Selected excerpt =>
══════════

A round-up of this morning's must-read stories.
OBAMA PUSHES EFFORT TO CLAIM VICTORY TONIGHT
(Adam Nagourney, New York Times)
Senator Barack Obama’s campaign began a concerted effort on Monday to rally undecided superdelegates around him so he can claim the Democratic presidential nomination after the primaries end on Tuesday night. Senator Hillary Rodham Clinton
invited fund-raisers and other supporters to an election-night rally in
New York City where, aides said, she was prepared to deliver what they
described as a farewell speech that summed up the case for her
candidacy. They said Mrs. Clinton was not likely to withdraw from the
race on Tuesday night, probably waiting until later in the week, once
Mr. Obama’s victory appeared clear. Sensing an opportunity to
shut down the nominating contest, Obama campaign advisers said that
they were orchestrating an endorsement of Mr. Obama by at least eight
Senate and House members who had pledged to remain uncommitted until
the primaries ended, and that the endorsements would come the moment
the South Dakota polls closed on Tuesday night... Mrs. Clinton has no public traveling schedule through the weekend,
other than to Washington, reflecting what is, for all practical
purposes, a campaign in suspension. Her associates said that no one in
her campaign saw any way she could win the nomination, and that the
only question now was when Mr. Obama could claim victory... The most likely situation, some of Mrs. Clinton’s aides said, was that
she would suspend her campaign later in the week and would probably —
though not definitely — endorse Mr. Obama.
MORE: Obama is Poised to Clinch Victory (Shailagh Murray and Anne E. Kornblut, Washington Post)
As Clinton made a final push for votes across South Dakota, her
advisers said her options ranged from dropping out Tuesday night and
endorsing Obama to making a final effort to convince uncommitted
superdelegates that she would be a stronger rival to McCain. Another,
according to senior Clinton advisers, is what they dubbed the "middle
option," for Clinton to suspend her campaign, acknowledging that Obama
has crossed the delegate threshold but keeping her options open until
the convention in late August. Advisers said she is looking at
historical precedent while weighing her recent victories, including her
landslide win in Puerto Rico, in trying to sort out what to do. Clinton
has been angered by recent calls for her to quit, her advisers said,
and the "soft landing" of suspending her campaign would allow her to
move ahead on her own terms.
ON LAST DAY... SUPERDELEGATES REPORTEDLY LINING UP
(John McCormick and Mike Dorning, Chicago Tribune)
A Democratic source said that at least five to 10 House members would endorse Obama on Tuesday morning, at least 10 senators would endorse him by the end of the day and an additional 10 superdelegates also would endorse him during the day. That would almost certainly assure enough delegates by the end of the day to reach the 2,118 needed to clinch the nomination ... Obama was about 40 delegates away from the nomination on Monday. Among the House members expected to endorse Obama are Reps. James Clyburn and John Spratt, two prominent South Carolina lawmakers who could make it easier for others to follow.
MORE: Some Superdelegates May Defer Decision (June Kronholz, Wall Street Journal)

══════════

Stored records =>
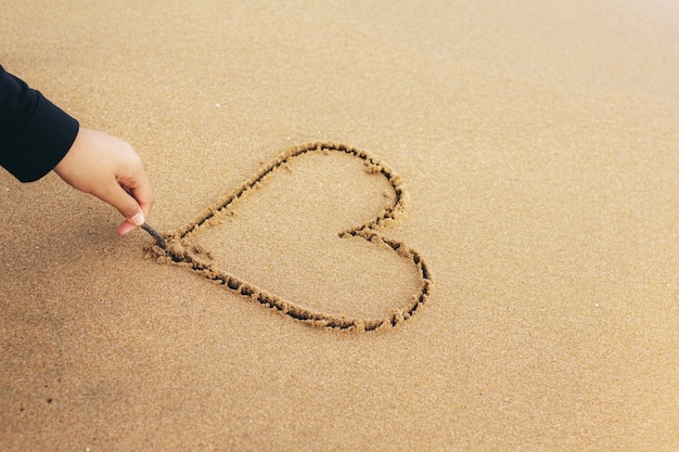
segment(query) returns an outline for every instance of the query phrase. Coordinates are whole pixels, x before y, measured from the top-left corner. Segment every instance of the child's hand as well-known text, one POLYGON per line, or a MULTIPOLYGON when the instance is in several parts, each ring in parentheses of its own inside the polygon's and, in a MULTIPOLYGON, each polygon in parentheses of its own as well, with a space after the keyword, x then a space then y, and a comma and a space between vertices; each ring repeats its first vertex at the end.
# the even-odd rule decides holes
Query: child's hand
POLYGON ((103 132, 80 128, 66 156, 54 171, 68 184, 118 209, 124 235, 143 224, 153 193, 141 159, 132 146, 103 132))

══════════

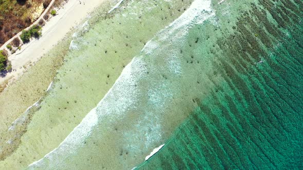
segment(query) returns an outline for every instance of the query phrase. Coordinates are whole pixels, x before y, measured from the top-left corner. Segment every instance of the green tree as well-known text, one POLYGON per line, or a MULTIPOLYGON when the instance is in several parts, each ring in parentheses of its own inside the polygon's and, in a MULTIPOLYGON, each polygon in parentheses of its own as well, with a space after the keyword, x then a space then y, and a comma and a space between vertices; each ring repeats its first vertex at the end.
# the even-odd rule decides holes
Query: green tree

══════════

What is being asked =>
For each statement below, say yes or no to whether it agrees with the news round-up on the Democratic nomination, and quote the words of the round-up that decide it.
1. Obama's advisers said the endorsements from uncommitted Senate and House members would come when the South Dakota polls closed on Tuesday night.
2. Some of Clinton's aides said she would definitely endorse Obama after suspending her campaign.
3. On Monday, Obama was about 40 delegates short of the nomination.

Output for this exercise =>
1. Yes: "the endorsements would come the moment the South Dakota polls closed on Tuesday night"
2. No: "would probably — though not definitely — endorse Mr. Obama"
3. Yes: "Obama was about 40 delegates away from the nomination on Monday."